--- WORK REQUEST 1 ---
Write out the part of the price-versus-value passage that opens with the words containing "The café’s owner" and closes with "vs. value, indeed.", unchanged.
--- WORK REQUEST 2 ---
Extend the passage on price versus value, beginning after its final sentence.

--- EXCERPTED PASSAGE ---
The price vs. value conundrum is alive and well with companies and their customers.
Businesses will tend to raise prices when they can, especially in an inflationary economy. But do they also increase the value of their products for consumers?
When travel resumed as the nation recovered from the COVID-19 pandemic, for example, American Express raised the annual fee for its already pricey Platinum Card from $550 to $695.
That’s a 26 percent increase. Steep, right? But the higher fee came with a head-spinning array of new benefits for cardholders, including statement credits for hotel bookings and newspaper subscriptions, and access to exclusive restaurants and premium events.
Did customers revolt? Apparently not. The credit card company just announced it is raising the Platinum Card annual fee again, to $799.
At a somewhat different end of the economic spectrum, a café in Brooklyn raised prices to keep up with what the owner said was the rising costs of milk, coffee, and other products. Nearly half of the regular customers bolted, some choosing to buy coffee at a nearby bodega instead of the $3 charged by the Bushwick Grind Café.
The café’s owner seemed to acknowledge that the price hike had not necessarily increased value, telling The Associate Press: “If (customers) can get it for a dollar for not that notable of a difference, they’re going next door.” Price vs. value, indeed.

--- DATA EXTRACTS ---
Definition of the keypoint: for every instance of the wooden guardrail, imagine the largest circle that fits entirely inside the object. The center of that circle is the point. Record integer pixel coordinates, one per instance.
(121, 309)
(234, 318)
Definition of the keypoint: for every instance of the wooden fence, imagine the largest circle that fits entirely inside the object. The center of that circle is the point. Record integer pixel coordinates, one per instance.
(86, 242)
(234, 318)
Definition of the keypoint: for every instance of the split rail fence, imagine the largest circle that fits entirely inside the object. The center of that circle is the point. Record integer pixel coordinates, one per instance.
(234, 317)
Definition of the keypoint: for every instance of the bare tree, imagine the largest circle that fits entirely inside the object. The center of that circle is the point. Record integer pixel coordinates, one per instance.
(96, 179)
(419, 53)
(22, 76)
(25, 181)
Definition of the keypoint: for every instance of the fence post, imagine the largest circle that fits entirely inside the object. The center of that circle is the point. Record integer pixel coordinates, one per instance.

--- EXERCISE RESULT 1 ---
The café’s owner seemed to acknowledge that the price hike had not necessarily increased value, telling The Associate Press: “If (customers) can get it for a dollar for not that notable of a difference, they’re going next door.” Price vs. value, indeed.

--- EXERCISE RESULT 2 ---
The two examples are not perfectly analogous, of course. A massive company like American Express is likely better positioned to provide benefits – especially for the high-end customers who use its cards – than a café and other small businesses.
But they illustrate a broader customer experience precept about the relationship between price and value. Brands naturally worry about the bottom line, and consumers have faced what seems like a never-ending series of increased prices and fees as companies pass on their own higher costs due to inflation and lingering pandemic effects.
Raising Prices Through the Lens of the Customer
Yet there are risks to hewing too far in the direction of profits as opposed to keeping customers happy. After all, it’s the little things that often matter in customer experience, a series of small niceties that ideally add up to a big whole.
In practice, that means only focusing on the bottom line can lead to bad or inconsistent customer experience, and competing on price – and only price – is a good example.
If costs keep going up, brands will need to raise prices at some point. But they should also try to add some value to compensate for the added expense.
In other words, don’t just assume customers will be ok with paying more. Look at the business through their lens – and keep thinking about ways to improve their experience even as you reach deeper into their wallets.
Customer Experience Examples Showing Price vs. Value
Amazon, long known for its superior customer experience, has managed to do just that with its more expensive Amazon Prime memberships.
Though the subscription service’s price hikes have been large on a percentage basis, they have also brought a mind-boggling bevy of benefits, ranging from Amazon Prime Video and Amazon Prime Music to discounts at Whole Foods – while keeping the free Amazon shipping.
That’s both smart business and good customer experience.
Less so for the airline industry which, as longtime travelers know, allowed fliers to check at least one bag free for decades. That changed in 2008, when American and United added a $15 bag charge – which has since snowballed to all sorts of additional fees and upcharges. A $15 bag charge is a bargain by today’s standards.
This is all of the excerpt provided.